====== AVAILABLE RECORDS ======
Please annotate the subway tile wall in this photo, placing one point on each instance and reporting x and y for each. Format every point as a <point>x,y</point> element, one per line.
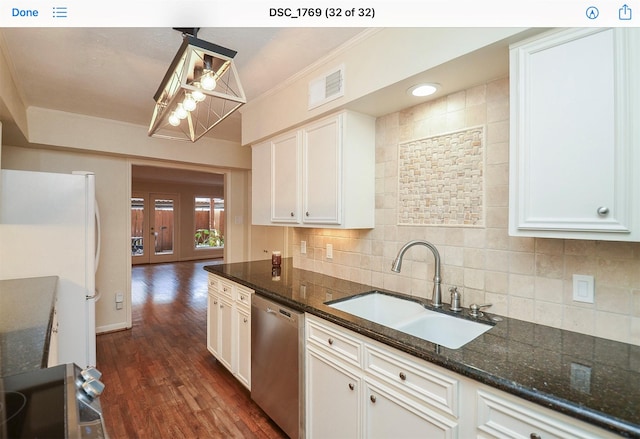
<point>524,278</point>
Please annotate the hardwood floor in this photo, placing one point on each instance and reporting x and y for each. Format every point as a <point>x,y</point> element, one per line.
<point>161,382</point>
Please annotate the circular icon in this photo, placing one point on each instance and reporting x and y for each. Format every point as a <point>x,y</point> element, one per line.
<point>592,12</point>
======
Output all of the data above as a two-column CSV with the headers instruction and points, one row per instruction paired with its answer, each value in a single quoted field with line breaks replaced by spaces. Leave the pictures out.

instruction,points
"Please annotate the subway tile wall in this photo, placing one point on each instance and reporting x and y for each. Format every point as a <point>x,y</point> element, one per line.","<point>524,278</point>"
"Please annotate the hardwood floor in this photo, placing one point on each instance and reporting x and y for each. Format every point as a <point>x,y</point> element, one per line.","<point>161,382</point>"
"Please annotate the circular icon in this photo, placing one point on each instance and reporting x and y for each. Format every point as a <point>x,y</point> element, one per line.","<point>592,12</point>"